Entries provided START
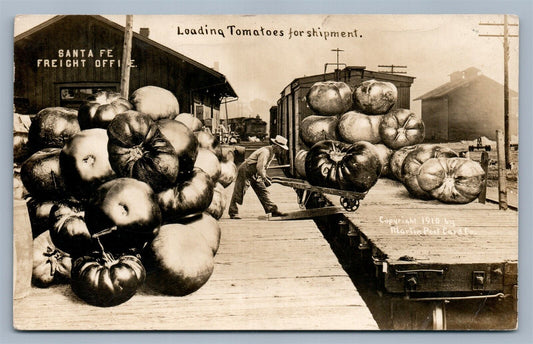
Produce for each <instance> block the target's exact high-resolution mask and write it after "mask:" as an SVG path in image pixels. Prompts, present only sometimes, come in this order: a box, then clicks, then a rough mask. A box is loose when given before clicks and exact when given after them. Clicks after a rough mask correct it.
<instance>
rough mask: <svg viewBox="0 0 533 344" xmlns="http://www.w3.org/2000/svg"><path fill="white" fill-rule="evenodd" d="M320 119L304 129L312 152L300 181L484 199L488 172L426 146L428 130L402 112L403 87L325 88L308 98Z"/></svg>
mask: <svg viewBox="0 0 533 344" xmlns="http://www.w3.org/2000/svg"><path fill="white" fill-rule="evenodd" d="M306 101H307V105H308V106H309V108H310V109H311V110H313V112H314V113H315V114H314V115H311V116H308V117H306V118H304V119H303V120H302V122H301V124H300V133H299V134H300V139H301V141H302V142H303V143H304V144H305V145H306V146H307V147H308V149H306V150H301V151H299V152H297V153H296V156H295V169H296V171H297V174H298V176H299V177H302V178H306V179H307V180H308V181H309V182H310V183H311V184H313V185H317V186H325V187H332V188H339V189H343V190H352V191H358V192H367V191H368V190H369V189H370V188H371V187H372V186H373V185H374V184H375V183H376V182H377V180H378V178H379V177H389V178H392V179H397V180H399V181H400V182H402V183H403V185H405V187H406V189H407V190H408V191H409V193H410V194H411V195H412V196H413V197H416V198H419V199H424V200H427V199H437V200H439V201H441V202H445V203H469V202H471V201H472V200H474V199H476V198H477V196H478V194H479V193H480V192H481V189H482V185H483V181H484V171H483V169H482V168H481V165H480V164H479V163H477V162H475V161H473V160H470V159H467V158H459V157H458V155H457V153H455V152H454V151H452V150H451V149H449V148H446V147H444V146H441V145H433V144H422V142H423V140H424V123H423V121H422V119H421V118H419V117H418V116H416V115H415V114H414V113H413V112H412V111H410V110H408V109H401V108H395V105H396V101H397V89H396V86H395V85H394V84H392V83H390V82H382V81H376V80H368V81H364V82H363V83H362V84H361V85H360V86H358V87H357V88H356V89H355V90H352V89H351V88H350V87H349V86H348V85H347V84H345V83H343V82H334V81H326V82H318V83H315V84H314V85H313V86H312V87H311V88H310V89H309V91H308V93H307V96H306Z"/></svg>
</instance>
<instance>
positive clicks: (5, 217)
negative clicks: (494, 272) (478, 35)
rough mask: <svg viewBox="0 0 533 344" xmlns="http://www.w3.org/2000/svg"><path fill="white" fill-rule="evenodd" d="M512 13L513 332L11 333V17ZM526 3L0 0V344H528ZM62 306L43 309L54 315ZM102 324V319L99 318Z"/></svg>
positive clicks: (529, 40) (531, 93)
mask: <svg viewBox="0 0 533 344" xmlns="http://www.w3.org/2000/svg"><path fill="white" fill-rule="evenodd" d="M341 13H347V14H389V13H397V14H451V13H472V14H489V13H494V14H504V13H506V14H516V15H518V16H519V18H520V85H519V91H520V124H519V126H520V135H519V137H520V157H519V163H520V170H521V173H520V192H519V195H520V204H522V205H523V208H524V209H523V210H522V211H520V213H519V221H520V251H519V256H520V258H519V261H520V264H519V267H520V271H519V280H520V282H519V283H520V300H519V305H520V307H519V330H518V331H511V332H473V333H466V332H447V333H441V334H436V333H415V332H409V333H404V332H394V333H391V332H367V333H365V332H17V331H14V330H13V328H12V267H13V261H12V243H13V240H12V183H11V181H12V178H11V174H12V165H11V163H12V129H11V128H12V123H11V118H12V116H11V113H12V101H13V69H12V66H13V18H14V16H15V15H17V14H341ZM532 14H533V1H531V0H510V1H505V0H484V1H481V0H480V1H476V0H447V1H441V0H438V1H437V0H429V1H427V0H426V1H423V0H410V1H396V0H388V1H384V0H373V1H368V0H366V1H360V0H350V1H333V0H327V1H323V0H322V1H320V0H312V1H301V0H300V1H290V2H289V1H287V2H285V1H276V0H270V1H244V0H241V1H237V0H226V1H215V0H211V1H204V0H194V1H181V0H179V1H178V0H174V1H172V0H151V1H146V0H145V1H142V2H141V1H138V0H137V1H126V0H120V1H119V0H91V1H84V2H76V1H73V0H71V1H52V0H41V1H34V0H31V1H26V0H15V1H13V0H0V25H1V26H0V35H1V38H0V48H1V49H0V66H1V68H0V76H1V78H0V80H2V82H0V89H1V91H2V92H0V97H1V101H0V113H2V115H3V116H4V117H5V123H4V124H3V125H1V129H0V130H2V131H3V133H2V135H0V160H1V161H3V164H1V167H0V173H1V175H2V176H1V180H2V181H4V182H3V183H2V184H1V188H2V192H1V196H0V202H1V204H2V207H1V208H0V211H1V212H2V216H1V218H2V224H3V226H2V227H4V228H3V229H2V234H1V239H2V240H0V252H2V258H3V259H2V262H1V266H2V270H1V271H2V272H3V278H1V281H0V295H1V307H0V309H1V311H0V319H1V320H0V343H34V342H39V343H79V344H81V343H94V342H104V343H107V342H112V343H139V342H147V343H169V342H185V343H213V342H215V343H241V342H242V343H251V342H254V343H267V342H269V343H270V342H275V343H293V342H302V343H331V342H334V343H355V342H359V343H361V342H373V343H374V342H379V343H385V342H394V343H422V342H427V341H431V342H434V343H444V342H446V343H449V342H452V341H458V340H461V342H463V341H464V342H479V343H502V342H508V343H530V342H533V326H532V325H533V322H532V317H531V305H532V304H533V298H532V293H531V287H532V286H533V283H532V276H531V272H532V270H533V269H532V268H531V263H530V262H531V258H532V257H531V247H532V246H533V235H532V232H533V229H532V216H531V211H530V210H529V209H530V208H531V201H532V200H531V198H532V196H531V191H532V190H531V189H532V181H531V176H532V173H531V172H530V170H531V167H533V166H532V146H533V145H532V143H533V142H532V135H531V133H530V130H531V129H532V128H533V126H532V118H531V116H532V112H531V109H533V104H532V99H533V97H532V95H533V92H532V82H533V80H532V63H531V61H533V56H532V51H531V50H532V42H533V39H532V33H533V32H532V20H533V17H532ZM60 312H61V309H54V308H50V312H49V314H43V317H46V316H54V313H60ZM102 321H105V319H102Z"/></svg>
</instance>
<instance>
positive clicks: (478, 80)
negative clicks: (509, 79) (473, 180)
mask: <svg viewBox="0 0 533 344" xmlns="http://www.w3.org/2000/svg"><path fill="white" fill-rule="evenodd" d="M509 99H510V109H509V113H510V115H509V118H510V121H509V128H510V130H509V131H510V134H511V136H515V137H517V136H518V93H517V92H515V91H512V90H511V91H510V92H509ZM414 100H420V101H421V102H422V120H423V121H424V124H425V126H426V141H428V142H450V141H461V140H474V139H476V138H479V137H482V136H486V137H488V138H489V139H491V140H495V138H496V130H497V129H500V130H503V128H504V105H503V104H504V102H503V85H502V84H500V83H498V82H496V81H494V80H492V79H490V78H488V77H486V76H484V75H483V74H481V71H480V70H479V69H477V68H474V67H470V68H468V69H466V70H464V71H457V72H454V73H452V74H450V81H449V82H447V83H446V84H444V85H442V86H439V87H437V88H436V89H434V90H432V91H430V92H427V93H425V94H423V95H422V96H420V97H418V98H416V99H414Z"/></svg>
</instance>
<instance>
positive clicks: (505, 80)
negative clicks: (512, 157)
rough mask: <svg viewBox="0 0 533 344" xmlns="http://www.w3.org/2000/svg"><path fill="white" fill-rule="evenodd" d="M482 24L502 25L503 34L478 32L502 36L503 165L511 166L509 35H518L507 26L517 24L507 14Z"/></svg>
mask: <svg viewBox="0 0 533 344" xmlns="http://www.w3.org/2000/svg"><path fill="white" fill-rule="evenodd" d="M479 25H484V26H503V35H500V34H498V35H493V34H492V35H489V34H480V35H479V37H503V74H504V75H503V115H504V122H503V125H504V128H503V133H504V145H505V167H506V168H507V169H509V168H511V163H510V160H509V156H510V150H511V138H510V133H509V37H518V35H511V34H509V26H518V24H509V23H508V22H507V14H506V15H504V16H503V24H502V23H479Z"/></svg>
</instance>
Entries provided END
* **Work request**
At the line with "24L502 25L503 34L478", begin reproducing the material above exactly, and continue through its last line.

* **Exercise answer**
rough mask: <svg viewBox="0 0 533 344" xmlns="http://www.w3.org/2000/svg"><path fill="white" fill-rule="evenodd" d="M482 24L502 25L503 34L478 32L502 36L503 165L511 166L509 35H518L507 26L517 24L507 14Z"/></svg>
mask: <svg viewBox="0 0 533 344" xmlns="http://www.w3.org/2000/svg"><path fill="white" fill-rule="evenodd" d="M479 25H484V26H503V35H500V34H498V35H493V34H492V35H489V34H480V35H479V37H503V74H504V75H503V115H504V122H503V125H504V128H503V133H504V145H505V167H506V168H507V169H509V168H511V163H510V160H509V156H510V150H511V138H510V133H509V37H518V35H511V34H509V26H518V24H509V23H508V22H507V14H506V15H504V16H503V24H502V23H479Z"/></svg>
</instance>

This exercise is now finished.